EXCERPT TO READ
As for Wolfie, our little pup, I know he's not a human, but the loss of a beloved dog can be devastating. It was. Wolf man lived as part of our family for 15 years. Even though we could see that he was deteriorating, it was in the back of our mind that he would live on for another few years. He didn't.

These two losses hit me hard. I didn't notice at the time, but now that I look back on it, most people didn't really know what to say to me. Some said nothing. Some voiced a few short sentences. Time passed. The healing goes on.

This month, the shoe is on my sister's foot. Her hubby of 50 years passed. The sad upon sad part is that she thought from the doctors that he would live on more weeks and possibly months. But eyes and departed in days not months. What do you say? I wanted to say more than the proverbial "I'm sorry for your loss." I called and stumbled through some words of sorrow. I sent a sympathy card and blathered on about how sad I am for my sister. I texted my support. But somehow, I feel as if I didn't express my sense of loss as well as I could.

The last thing I wanted to do was lecture. You know... tell her what she should do, or how she should feel. I got some of that and it wasn't well received (although I know people mean well). That's why I think there should be some way to let a loved one know that they are not alone. I care about how my sister must be feeling. I want to help, but who can really help in this circumstance.

What do you say that makes sense? How can you express your feelings without seeming condescending or preachy? How do you behave? When is too much visiting, too much calling, too much? Let her catch her breath. Let her grieve. Give her time. That's the best gift and a good way to lend supportÖ without interfering or being intrusive.

People do mean well. The things to remember are this: People feel the loss  of a loved one in different degrees. They handle loss differently. But it's the same pain and a definite time for respect.


The biggest thing I can do for my sister is not abandon her once the services are done and time passes.

What I mean is that there's usually a rush of friends and family up to and shortly after the funeral services. There's an avalanche of fuss and then nothing. 


I think many people think that funeral services are the end of the story. They pay their respects and that's it. [Yes] It is a new beginning for the departed, but for the loved ones who remain, it is also a new beginning.

Unfortunately, beginning again can be a tough nut to crack, because grief can grab you or numb you and stop you from moving on.  Family support is the best medicine [sorry for the cliche]. Share memories, good times, be there, listen long, don't enable, but provide an outlet, because a new beginning needs a lot of support from those who care.

PROVIDED MATERIAL
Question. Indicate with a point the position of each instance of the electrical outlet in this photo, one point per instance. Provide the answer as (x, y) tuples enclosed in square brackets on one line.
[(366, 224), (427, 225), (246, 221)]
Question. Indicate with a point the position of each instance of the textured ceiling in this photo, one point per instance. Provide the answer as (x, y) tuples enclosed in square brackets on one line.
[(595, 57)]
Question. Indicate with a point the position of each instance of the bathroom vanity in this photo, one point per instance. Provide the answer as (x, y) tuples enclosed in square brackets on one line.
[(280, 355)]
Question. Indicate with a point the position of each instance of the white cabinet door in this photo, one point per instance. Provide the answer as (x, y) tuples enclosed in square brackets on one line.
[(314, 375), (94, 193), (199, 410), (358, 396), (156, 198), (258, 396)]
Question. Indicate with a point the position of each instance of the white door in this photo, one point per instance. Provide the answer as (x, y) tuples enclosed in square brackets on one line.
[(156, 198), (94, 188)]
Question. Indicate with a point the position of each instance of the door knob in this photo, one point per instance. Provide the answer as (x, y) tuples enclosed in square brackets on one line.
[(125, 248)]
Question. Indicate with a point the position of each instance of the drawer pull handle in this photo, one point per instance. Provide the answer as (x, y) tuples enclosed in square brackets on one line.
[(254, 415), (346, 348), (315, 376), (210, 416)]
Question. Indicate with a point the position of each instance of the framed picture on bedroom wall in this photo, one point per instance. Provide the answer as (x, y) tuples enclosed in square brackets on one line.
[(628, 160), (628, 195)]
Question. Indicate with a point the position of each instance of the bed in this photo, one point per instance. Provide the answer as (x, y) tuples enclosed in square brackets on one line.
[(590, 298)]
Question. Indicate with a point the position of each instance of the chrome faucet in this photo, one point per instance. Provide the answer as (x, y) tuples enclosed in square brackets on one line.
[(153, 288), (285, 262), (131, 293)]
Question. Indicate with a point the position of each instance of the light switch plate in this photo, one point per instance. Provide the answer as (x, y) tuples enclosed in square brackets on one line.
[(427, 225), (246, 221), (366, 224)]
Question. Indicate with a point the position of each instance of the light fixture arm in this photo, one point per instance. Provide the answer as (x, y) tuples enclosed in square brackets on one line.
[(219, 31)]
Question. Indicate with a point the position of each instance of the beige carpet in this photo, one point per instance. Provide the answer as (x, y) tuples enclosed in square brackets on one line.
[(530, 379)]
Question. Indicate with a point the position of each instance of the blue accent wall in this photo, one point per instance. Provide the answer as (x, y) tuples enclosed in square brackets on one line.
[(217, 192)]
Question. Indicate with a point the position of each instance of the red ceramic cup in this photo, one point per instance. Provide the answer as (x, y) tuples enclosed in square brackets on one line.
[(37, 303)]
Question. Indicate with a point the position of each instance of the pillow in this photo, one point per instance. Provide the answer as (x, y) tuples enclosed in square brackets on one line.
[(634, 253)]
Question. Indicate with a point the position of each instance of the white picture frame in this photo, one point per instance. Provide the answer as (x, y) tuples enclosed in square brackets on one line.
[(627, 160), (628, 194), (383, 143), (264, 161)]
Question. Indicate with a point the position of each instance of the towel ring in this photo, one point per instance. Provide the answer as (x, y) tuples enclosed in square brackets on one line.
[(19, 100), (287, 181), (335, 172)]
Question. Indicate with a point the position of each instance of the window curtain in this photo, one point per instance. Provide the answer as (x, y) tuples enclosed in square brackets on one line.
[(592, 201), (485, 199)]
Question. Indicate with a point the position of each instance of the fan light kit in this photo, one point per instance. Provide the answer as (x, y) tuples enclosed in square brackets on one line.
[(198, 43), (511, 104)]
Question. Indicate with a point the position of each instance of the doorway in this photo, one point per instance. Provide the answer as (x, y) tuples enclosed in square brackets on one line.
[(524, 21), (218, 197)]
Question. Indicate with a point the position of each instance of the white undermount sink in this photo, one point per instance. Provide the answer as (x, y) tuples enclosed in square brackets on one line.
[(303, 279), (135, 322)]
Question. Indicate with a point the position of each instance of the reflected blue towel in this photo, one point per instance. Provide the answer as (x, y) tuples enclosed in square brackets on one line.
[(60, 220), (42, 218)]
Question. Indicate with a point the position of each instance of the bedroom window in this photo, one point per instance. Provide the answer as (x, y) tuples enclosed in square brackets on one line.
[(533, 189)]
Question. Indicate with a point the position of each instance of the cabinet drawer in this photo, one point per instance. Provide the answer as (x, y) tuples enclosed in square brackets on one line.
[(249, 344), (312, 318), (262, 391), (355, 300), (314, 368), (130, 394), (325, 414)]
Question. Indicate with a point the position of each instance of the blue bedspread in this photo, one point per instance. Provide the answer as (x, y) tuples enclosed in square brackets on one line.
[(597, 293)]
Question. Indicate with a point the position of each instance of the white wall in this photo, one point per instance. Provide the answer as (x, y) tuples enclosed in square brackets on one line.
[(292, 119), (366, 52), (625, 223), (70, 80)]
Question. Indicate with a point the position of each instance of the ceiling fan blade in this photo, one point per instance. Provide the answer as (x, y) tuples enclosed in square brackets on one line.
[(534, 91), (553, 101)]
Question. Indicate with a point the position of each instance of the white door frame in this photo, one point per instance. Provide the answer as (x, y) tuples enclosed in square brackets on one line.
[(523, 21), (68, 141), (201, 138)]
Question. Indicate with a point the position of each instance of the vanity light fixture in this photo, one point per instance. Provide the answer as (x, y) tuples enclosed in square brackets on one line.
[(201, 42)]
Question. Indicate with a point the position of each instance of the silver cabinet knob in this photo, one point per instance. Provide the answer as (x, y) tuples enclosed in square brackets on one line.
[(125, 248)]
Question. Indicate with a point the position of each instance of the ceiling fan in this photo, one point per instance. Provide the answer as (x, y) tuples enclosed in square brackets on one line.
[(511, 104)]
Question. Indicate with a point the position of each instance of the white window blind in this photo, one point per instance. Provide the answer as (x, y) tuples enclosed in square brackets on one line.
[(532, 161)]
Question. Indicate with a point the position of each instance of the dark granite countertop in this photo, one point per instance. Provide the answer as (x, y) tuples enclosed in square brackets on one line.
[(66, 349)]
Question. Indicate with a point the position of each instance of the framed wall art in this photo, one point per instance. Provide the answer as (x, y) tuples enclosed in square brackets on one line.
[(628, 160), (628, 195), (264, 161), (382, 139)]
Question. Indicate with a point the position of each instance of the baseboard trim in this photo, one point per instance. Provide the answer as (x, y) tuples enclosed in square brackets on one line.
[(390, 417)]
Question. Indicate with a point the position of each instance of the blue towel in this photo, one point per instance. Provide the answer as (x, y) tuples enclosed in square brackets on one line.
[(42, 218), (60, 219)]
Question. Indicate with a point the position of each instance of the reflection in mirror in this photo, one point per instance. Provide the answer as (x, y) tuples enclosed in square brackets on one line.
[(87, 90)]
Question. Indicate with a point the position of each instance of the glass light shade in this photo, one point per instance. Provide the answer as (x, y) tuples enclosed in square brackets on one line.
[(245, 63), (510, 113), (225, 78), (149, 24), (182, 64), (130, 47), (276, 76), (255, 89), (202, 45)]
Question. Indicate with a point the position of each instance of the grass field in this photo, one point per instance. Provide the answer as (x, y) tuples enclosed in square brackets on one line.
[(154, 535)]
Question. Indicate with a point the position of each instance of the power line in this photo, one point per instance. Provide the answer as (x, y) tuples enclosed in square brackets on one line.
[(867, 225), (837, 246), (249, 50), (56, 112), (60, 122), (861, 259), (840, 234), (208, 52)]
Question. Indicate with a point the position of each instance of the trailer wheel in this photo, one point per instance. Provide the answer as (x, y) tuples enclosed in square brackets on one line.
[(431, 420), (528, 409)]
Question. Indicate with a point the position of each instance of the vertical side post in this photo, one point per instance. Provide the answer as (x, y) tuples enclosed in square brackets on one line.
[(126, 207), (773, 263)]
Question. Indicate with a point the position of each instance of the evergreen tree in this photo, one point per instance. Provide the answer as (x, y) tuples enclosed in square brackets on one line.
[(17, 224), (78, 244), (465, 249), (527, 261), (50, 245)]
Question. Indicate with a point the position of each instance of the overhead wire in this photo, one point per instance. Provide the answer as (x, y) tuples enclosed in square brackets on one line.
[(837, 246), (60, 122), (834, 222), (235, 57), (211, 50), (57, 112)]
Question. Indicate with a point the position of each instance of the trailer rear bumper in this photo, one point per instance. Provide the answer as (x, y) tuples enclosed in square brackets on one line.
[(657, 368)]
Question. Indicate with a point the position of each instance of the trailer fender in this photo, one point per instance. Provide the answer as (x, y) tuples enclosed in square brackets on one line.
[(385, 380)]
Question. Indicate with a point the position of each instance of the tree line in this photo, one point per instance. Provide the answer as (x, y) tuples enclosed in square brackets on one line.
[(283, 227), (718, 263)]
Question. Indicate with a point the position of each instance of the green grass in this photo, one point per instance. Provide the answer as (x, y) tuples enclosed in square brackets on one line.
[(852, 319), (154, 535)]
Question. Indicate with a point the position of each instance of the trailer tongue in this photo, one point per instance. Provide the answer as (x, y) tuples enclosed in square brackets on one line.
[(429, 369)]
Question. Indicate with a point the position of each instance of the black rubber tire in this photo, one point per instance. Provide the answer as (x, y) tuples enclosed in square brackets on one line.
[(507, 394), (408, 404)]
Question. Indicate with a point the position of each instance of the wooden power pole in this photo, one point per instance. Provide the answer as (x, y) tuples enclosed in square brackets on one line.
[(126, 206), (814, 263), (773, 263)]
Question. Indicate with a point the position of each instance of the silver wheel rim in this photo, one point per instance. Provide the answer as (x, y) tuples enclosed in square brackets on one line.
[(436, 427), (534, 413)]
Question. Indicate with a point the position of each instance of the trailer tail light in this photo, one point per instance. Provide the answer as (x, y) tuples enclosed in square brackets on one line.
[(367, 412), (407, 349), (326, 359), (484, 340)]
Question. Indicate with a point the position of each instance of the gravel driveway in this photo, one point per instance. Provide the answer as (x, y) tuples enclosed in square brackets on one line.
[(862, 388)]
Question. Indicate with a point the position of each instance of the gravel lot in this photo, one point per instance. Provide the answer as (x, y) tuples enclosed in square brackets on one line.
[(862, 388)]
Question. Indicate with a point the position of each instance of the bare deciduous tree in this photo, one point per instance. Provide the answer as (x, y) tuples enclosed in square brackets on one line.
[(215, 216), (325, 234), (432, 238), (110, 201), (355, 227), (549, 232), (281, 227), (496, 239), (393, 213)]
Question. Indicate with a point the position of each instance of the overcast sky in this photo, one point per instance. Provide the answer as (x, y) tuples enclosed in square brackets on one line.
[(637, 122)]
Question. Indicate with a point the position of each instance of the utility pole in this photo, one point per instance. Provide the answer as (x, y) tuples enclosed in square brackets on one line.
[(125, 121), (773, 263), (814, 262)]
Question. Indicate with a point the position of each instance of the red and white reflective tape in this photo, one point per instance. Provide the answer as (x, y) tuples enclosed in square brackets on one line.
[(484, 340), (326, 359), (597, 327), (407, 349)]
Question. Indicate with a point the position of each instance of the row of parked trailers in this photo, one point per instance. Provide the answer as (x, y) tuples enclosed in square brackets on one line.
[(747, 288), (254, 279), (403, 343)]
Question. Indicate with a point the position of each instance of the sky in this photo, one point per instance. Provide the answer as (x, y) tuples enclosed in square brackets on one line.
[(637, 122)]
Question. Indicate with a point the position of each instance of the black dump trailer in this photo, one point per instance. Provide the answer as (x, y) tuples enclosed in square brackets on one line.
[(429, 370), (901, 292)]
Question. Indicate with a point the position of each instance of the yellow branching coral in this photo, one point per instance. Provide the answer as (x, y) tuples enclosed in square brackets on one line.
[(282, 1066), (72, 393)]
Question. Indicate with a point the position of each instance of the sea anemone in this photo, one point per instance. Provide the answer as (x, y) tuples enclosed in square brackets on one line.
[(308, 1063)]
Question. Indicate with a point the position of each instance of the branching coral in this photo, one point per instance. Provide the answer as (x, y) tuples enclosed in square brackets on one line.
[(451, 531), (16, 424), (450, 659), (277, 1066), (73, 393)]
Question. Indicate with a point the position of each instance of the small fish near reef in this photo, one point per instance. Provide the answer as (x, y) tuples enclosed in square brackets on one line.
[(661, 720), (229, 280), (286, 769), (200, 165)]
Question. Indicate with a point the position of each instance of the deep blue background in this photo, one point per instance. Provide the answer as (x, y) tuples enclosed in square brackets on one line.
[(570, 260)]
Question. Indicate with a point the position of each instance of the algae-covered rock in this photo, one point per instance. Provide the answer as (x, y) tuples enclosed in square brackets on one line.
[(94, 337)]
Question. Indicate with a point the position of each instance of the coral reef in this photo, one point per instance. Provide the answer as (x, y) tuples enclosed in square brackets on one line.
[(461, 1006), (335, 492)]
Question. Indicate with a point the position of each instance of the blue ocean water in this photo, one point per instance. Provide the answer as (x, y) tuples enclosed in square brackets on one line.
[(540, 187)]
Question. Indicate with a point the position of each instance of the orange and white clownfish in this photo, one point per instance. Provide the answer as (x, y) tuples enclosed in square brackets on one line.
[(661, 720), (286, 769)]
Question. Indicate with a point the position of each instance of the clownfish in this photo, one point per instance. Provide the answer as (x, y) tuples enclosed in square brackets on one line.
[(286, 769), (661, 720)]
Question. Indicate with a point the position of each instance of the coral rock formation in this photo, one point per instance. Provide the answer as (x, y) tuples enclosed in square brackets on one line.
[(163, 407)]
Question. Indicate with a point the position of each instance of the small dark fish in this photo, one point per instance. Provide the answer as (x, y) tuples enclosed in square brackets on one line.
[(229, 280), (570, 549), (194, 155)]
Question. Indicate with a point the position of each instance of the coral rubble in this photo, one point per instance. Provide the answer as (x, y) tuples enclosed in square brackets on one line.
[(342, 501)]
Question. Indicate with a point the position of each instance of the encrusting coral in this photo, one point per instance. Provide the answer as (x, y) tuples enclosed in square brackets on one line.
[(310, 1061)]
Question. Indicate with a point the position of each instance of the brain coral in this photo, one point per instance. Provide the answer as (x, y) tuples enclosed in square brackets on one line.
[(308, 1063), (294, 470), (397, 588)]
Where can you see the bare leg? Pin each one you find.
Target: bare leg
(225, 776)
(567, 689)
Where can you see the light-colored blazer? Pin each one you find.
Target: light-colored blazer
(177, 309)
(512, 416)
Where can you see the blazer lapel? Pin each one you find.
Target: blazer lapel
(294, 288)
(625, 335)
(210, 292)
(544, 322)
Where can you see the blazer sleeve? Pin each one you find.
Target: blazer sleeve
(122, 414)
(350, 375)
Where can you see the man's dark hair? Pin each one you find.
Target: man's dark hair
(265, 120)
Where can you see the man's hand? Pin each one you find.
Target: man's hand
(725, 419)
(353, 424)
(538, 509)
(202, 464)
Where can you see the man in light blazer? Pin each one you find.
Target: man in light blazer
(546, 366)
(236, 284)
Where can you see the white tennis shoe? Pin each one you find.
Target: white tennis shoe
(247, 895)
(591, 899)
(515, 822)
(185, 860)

TASK LIST
• a. Reproduce the part of the piece on grief from "As for Wolfie, our" up to and including "healing goes on.", replacing "Wolfie" with "Buddy".
• b. According to the piece on grief, why does the writer consider not abandoning the sister after the services the biggest thing the writer can do? Answer in one to three sentences.
• c. Answer these questions from the piece on grief:
(i) How many years did the family's dog live with them?
(ii) How long had the sister been married to her husband?
(iii) What does the writer call the best medicine?

RESULTS BY TASK
• a.
As for Buddy, our little pup, I know he's not a human, but the loss of a beloved dog can be devastating. It was. Wolf man lived as part of our family for 15 years. Even though we could see that he was deteriorating, it was in the back of our mind that he would live on for another few years. He didn't.

These two losses hit me hard. I didn't notice at the time, but now that I look back on it, most people didn't really know what to say to me. Some said nothing. Some voiced a few short sentences. Time passed. The healing goes on.

• b. Friends and family usually rush in up to and shortly after the funeral services, and then the attention stops. There is an avalanche of fuss followed by nothing, and many people treat the services as the end of the story.

• c.
(i) 15 years.
(ii) 50 years.
(iii) Family support.